◆ Excerpt ◆
=====

MOVING from one point to another is a nightmare for many Dar es Salaam residents, who are left without a choice but to endure long hours, brave the sweltering heat and waste a lot of their valuable time stuck in traffic jams.
The problem is so serious that about 4bn/- loss is incurred every day from traffic jams in Dar es Salaam, which amounts to an estimated over 1.4 trillion/- annually, which is about a sixth of the current budget of the government.
Workers spend hours on their way to workplaces and environmental pollution causes diseases such as cancer which cost huge sums of money to treat.
According to a survey by the Confederation of Tanzania Industries (CTI), traffic jams are eating up to 20 per cent of annual profits of most businesses. While the problem of congestion affects all sectors of the economy, companies that deal with the supply of fast moving consumer goods such as beverages, edible oil, bread and soap constantly find it very hard to timely make deliveries incurring extra costs in the process.
Until very recently, congestion was mainly during ‘rush hours’ in the mornings and evenings when people were going to work or returning home. However, today, with more than 120,000 private vehicles plying the city’s roads daily, jams are even there on weekends. To make matters worse, these private vehicles carry only six per cent of residents with 480,000 of their seats lacking passengers.
The city has more than 6,000 commuter buses that carry only 43 per cent of the city dwellers while about 90 per cent of the buses carry fewer than 30 passengers.
What is more disturbing is that despite efforts made by various stakeholders to ease the situation, traffic jams in Dar es Salaam are increasingly getting worse and are now being experienced in almost all major roads and routes.
Unlike in the recent past, traffic jams are currently experienced at all times of the day with the situation worsening whenever there is a heavy downpour due to a dilapidated and wanting sewerage system. Promises and assurances to deal with the problem are yet to be fulfilled despite strategies being drawn, plans put in place and proposals forwarded from various stakeholders.
All hope, however, is not lost as the Japanese government has agreed to finance construction of flyovers in Dar es Salaam.
This was revealed by the Minister for Infrastructure Development, Dr Shukuru Kawambwa in Parliament last week, adding that Japan would finance survey and construction of the flyovers in six major road junctions in the city.
“The government in collaboration with the Japan International Cooperation Agency (JICA) has completed a plan for Dar es Salaam roads which has indicated areas where flyovers are to be built,” said the minister.
He revealed that the earmarked junctions are Tazara (Nyerere/Mandela roads, Ubungo (Sam Nujoma/Morogoro roads, Magomeni (Kawawa/Morogoro roads), Jangwani (Mororogoro/United Nations), Kamata (Msimbazi/Nyerere roads) and Chang’ombe (Nyerere/Kawawa roads).

=====

◆ Dataset entries ◆
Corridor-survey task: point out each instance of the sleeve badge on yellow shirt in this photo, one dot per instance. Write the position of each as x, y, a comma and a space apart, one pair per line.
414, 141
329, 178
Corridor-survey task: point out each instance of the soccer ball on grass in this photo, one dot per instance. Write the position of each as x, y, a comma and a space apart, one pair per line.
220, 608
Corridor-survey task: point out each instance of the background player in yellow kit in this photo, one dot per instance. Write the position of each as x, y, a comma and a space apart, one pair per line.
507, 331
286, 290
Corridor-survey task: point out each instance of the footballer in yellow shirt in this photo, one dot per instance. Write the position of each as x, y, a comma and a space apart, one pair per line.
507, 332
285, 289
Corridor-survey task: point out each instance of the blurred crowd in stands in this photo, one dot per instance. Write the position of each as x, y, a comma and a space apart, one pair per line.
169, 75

=====

◆ Exercise directions ◆
Duplicate the stretch of the Dar es Salaam traffic article from "MOVING from one" through "money to treat.", unchanged.

◆ Answer ◆
MOVING from one point to another is a nightmare for many Dar es Salaam residents, who are left without a choice but to endure long hours, brave the sweltering heat and waste a lot of their valuable time stuck in traffic jams.
The problem is so serious that about 4bn/- loss is incurred every day from traffic jams in Dar es Salaam, which amounts to an estimated over 1.4 trillion/- annually, which is about a sixth of the current budget of the government.
Workers spend hours on their way to workplaces and environmental pollution causes diseases such as cancer which cost huge sums of money to treat.